§ Listed entries
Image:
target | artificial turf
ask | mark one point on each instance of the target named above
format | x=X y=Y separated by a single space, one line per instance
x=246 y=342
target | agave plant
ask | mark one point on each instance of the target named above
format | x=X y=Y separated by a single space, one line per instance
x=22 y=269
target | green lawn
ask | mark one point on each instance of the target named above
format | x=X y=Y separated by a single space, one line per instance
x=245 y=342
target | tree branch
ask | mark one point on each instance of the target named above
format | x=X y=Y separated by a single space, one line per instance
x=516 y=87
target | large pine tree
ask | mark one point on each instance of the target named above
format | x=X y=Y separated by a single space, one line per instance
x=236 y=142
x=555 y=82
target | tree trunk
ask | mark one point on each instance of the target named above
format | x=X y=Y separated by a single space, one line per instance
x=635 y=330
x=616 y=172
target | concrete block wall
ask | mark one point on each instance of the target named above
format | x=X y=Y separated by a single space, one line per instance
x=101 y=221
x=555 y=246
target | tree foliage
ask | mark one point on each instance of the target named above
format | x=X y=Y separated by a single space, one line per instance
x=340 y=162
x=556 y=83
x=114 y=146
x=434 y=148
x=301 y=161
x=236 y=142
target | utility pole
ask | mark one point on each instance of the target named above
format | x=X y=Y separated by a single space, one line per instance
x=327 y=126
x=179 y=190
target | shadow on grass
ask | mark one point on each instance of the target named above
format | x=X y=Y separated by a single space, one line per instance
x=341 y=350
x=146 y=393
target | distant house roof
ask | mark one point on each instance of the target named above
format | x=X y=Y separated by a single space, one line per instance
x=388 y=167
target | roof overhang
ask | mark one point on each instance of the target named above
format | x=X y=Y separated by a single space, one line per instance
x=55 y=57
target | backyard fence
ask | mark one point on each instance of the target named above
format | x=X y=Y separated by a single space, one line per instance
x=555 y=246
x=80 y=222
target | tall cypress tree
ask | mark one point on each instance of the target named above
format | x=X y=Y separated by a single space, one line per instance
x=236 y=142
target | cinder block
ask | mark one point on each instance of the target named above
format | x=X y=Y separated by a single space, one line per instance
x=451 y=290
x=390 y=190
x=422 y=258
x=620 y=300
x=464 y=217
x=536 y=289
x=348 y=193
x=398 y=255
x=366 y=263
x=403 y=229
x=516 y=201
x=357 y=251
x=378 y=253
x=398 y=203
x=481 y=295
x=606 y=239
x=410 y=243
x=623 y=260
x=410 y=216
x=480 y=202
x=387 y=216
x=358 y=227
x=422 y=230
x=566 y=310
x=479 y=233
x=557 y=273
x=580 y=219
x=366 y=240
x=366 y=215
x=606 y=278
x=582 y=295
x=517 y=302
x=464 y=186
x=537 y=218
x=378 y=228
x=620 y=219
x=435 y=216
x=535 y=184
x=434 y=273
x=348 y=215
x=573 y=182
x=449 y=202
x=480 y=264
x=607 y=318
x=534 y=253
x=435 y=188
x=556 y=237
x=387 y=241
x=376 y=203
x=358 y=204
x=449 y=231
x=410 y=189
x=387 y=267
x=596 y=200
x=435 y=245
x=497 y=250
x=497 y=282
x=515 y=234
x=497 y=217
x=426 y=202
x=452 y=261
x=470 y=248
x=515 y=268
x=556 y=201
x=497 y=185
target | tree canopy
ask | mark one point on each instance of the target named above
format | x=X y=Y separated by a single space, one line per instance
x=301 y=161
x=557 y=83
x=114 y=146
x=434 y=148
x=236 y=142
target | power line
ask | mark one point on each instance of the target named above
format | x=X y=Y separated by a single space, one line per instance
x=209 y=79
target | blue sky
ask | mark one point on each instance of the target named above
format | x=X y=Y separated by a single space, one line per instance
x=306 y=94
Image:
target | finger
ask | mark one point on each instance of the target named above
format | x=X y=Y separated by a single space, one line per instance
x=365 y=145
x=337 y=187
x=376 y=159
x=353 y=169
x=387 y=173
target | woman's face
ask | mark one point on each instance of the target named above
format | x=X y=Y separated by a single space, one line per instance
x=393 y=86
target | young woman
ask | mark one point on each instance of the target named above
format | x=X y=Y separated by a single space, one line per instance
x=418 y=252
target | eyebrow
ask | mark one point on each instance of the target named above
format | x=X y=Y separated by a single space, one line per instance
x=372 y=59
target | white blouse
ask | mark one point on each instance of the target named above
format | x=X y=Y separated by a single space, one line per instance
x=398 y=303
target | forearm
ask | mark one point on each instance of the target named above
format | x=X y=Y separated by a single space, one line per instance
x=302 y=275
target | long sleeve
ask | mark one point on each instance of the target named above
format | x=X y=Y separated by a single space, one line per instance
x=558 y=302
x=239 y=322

§ Problem
Each line in the listing above that contains "tree" should be copied.

§ Response box
target | tree branch
target | large pine tree
target | tree trunk
target | tree foliage
target | tall cypress tree
target | tree canopy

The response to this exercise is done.